**Problem to work on**
Which lines should be repeated? Exactly the one containing "Keypoint placement rule: for each instance of the trophy cup" and every line after it through the end of the entries below.

-------- Given data --------

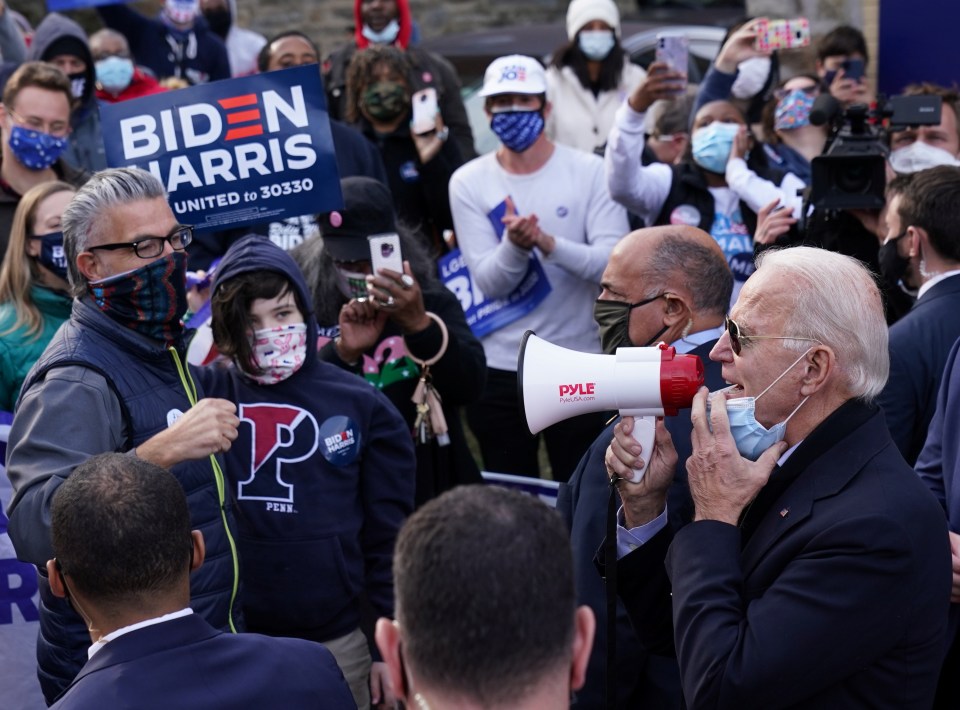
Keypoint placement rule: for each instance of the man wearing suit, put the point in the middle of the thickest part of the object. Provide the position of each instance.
(924, 216)
(668, 284)
(124, 552)
(816, 571)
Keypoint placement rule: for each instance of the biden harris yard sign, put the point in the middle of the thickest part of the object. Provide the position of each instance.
(233, 152)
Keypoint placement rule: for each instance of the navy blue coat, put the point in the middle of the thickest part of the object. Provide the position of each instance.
(187, 664)
(919, 344)
(583, 503)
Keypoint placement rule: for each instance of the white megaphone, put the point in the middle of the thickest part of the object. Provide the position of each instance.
(556, 384)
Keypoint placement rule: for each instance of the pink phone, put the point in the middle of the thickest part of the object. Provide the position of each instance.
(782, 34)
(425, 111)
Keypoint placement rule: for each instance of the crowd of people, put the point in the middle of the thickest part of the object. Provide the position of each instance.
(794, 540)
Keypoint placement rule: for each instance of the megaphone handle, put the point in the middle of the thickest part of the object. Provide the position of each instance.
(644, 429)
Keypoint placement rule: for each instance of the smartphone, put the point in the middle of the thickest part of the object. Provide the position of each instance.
(673, 50)
(854, 69)
(425, 111)
(385, 253)
(783, 34)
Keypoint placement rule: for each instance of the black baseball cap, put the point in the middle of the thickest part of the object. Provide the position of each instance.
(367, 209)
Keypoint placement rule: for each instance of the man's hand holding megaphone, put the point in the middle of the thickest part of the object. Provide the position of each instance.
(643, 501)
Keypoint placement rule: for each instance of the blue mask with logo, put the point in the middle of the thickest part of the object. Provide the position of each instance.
(114, 74)
(751, 436)
(517, 130)
(35, 149)
(712, 144)
(51, 253)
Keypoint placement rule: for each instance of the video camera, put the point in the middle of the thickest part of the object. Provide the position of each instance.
(851, 172)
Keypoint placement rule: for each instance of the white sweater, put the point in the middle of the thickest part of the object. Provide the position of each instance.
(569, 196)
(578, 118)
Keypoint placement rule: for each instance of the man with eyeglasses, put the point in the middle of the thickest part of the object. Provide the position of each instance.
(114, 378)
(816, 570)
(34, 134)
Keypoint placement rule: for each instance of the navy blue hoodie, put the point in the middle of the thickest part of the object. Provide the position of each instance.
(323, 473)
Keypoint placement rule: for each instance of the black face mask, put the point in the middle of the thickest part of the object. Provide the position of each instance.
(613, 317)
(219, 21)
(893, 267)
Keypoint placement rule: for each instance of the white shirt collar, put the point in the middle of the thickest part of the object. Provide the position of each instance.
(103, 640)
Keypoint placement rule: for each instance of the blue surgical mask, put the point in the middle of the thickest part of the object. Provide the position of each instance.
(385, 36)
(517, 130)
(114, 73)
(36, 150)
(711, 145)
(596, 44)
(751, 436)
(51, 253)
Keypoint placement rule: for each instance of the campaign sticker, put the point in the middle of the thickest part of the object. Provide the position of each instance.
(340, 440)
(685, 214)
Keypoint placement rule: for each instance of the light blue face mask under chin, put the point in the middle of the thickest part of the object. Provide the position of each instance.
(751, 437)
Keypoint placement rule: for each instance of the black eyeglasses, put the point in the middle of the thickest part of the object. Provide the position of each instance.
(737, 338)
(150, 247)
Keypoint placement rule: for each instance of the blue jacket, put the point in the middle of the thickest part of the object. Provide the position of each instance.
(186, 664)
(323, 474)
(143, 379)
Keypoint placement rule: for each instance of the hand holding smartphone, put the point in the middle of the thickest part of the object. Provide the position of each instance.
(425, 110)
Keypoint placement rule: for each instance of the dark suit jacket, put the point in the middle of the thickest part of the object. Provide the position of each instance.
(838, 598)
(919, 344)
(583, 502)
(187, 664)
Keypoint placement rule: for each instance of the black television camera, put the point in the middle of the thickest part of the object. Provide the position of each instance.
(851, 172)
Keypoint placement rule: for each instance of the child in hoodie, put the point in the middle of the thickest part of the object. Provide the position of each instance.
(322, 471)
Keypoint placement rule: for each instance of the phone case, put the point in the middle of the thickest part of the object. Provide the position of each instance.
(673, 50)
(424, 103)
(385, 253)
(783, 34)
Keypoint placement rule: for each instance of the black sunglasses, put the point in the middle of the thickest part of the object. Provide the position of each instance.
(737, 338)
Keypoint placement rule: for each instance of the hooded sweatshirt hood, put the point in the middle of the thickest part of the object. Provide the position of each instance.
(257, 253)
(404, 19)
(56, 27)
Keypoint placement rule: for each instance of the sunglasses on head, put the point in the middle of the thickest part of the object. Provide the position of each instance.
(737, 338)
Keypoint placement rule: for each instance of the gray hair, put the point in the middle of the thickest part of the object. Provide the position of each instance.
(835, 301)
(105, 190)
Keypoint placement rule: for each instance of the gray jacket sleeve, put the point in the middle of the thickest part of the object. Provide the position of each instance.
(61, 422)
(12, 46)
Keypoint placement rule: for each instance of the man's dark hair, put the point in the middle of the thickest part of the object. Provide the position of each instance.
(121, 529)
(485, 594)
(844, 40)
(263, 57)
(929, 202)
(701, 270)
(230, 306)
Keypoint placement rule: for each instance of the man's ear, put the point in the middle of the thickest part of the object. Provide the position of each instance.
(57, 586)
(585, 624)
(199, 550)
(387, 636)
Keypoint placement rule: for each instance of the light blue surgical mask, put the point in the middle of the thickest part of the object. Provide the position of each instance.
(751, 436)
(385, 36)
(712, 144)
(596, 44)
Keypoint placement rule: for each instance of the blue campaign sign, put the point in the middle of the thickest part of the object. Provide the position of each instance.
(485, 315)
(233, 152)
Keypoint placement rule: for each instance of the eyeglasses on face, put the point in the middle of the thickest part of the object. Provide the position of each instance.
(150, 247)
(737, 338)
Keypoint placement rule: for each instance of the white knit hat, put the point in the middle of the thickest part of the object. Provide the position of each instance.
(581, 12)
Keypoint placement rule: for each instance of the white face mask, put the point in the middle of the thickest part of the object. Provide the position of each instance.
(385, 36)
(751, 436)
(919, 156)
(596, 44)
(278, 352)
(751, 77)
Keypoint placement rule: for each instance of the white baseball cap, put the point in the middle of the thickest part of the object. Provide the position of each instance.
(514, 74)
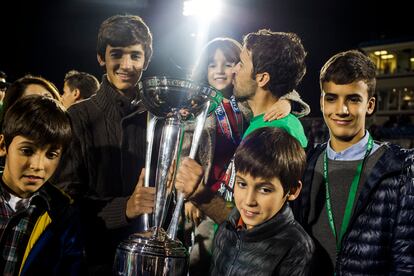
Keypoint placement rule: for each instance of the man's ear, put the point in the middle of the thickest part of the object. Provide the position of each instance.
(3, 148)
(371, 106)
(294, 192)
(101, 60)
(262, 79)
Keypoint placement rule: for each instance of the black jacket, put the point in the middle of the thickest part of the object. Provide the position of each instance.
(102, 166)
(58, 245)
(279, 246)
(380, 235)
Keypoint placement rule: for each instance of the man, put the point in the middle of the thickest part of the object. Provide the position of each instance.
(271, 65)
(357, 199)
(108, 151)
(78, 86)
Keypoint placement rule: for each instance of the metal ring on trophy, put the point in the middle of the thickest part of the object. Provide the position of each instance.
(166, 97)
(174, 101)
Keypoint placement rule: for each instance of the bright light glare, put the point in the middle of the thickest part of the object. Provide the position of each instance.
(202, 8)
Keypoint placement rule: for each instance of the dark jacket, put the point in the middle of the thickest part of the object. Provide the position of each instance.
(102, 168)
(279, 246)
(380, 235)
(59, 247)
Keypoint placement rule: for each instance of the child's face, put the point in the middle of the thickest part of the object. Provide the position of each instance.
(27, 166)
(124, 65)
(220, 71)
(344, 109)
(36, 89)
(257, 199)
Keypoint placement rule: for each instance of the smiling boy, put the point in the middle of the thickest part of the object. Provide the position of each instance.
(260, 236)
(358, 194)
(39, 229)
(107, 153)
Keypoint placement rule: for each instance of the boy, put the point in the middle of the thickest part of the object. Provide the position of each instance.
(108, 150)
(358, 195)
(271, 65)
(78, 86)
(39, 230)
(260, 236)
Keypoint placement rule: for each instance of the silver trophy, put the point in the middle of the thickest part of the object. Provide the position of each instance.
(175, 101)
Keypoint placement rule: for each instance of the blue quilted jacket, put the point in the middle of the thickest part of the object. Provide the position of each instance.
(380, 237)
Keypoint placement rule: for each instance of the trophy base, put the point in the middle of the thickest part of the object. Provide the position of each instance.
(151, 253)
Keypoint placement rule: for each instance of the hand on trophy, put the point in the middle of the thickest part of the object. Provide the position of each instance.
(189, 176)
(142, 200)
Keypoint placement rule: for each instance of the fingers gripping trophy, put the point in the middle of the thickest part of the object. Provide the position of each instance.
(175, 101)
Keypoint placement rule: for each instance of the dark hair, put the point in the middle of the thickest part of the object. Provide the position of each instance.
(86, 83)
(231, 50)
(348, 67)
(17, 88)
(271, 152)
(41, 119)
(282, 55)
(123, 31)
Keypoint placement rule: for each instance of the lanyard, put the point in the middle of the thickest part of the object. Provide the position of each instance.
(351, 195)
(224, 122)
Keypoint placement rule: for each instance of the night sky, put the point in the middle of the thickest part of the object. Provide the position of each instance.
(49, 38)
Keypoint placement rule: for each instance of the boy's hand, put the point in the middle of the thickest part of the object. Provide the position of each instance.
(142, 200)
(189, 176)
(278, 110)
(192, 213)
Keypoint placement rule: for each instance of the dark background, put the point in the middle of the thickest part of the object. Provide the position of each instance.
(49, 38)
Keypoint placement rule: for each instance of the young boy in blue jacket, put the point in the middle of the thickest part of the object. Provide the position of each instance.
(39, 229)
(261, 236)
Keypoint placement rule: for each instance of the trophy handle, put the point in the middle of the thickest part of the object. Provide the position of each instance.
(201, 119)
(152, 121)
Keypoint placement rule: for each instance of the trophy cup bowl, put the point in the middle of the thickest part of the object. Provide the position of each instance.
(175, 101)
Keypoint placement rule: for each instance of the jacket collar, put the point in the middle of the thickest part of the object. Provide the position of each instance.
(109, 99)
(264, 230)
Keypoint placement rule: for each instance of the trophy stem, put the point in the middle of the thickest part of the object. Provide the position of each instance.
(152, 121)
(168, 153)
(201, 119)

--------

**Task output**
Keypoint placement rule: for each instance of the trophy cup bowl, put the point in the middle of the thickest part of the object. Provide the position of each instance.
(175, 101)
Keypoint placement rule: for each instance of the jacket collar, put the point in the middle of the thickest part of the object. Provide the position of each instance.
(109, 99)
(264, 230)
Keypoint placement rule: for each instance of the trophy stem, put the point in the middle of the thickest part of the object. Provide the position of each instance.
(152, 121)
(168, 153)
(201, 119)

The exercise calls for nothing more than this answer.